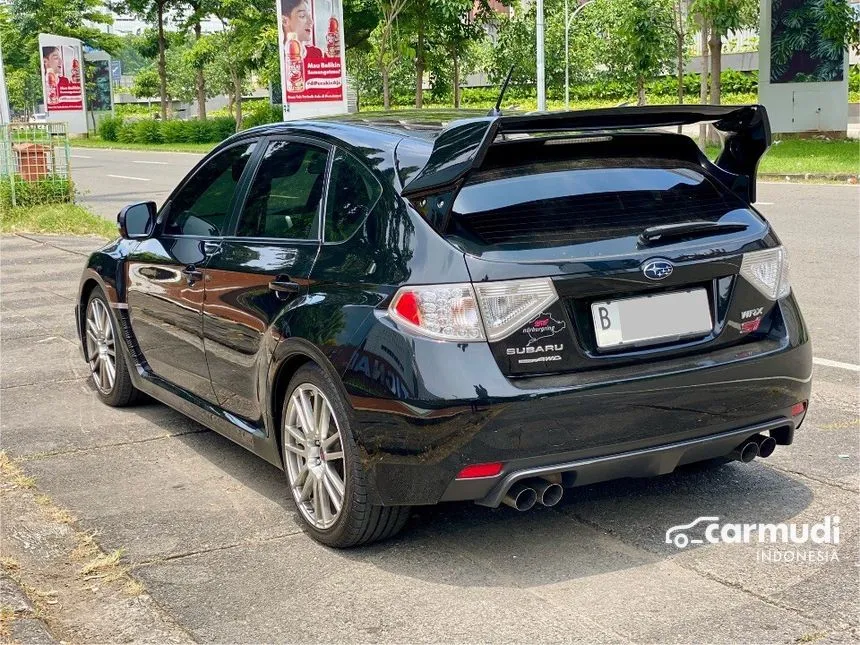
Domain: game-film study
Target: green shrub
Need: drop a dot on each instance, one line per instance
(51, 190)
(109, 127)
(125, 133)
(147, 131)
(262, 113)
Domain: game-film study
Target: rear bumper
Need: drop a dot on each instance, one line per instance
(438, 407)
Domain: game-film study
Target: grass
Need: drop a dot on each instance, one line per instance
(96, 142)
(55, 219)
(814, 156)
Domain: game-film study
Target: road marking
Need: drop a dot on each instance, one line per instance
(826, 362)
(126, 177)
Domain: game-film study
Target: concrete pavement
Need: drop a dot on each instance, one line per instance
(211, 533)
(107, 180)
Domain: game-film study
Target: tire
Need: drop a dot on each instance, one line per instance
(102, 349)
(310, 458)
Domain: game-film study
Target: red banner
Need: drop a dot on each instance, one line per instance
(62, 73)
(312, 54)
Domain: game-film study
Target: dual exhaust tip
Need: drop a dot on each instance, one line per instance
(757, 446)
(525, 494)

### What this task involves:
Reproduce the full listing verbatim so that only the pictures are missing.

### Response for this exercise:
Domain: game-film study
Target: green shrub
Need: drop a dot on each instance, one line per instance
(51, 190)
(109, 127)
(125, 133)
(147, 131)
(262, 113)
Domain: game-film study
Target: rear bumper
Need: drop a dot on each instance, one line per instance
(438, 407)
Domain: game-film study
Target: grass
Need: drop a dot on each instance, one line per instance
(96, 142)
(55, 219)
(814, 156)
Domain: game-film study
Target: road marking
Need: drop a dot on each instance, one line per instance
(826, 362)
(126, 177)
Domain: game-film study
Target: concrete pavement
Need: drop a dot on each instance, one line per instance
(211, 533)
(107, 180)
Domain: game-film study
Target: tire
Need: drop a dot on each instance, one line per instance
(102, 349)
(310, 458)
Domain: game-film study
Target: red banner
Need: drop a dot on each instance, one line per instance
(62, 73)
(312, 54)
Domain: game-film study
Target: dual exhaust tip
Need: drop a dot on each instance, one line per instance
(757, 446)
(525, 494)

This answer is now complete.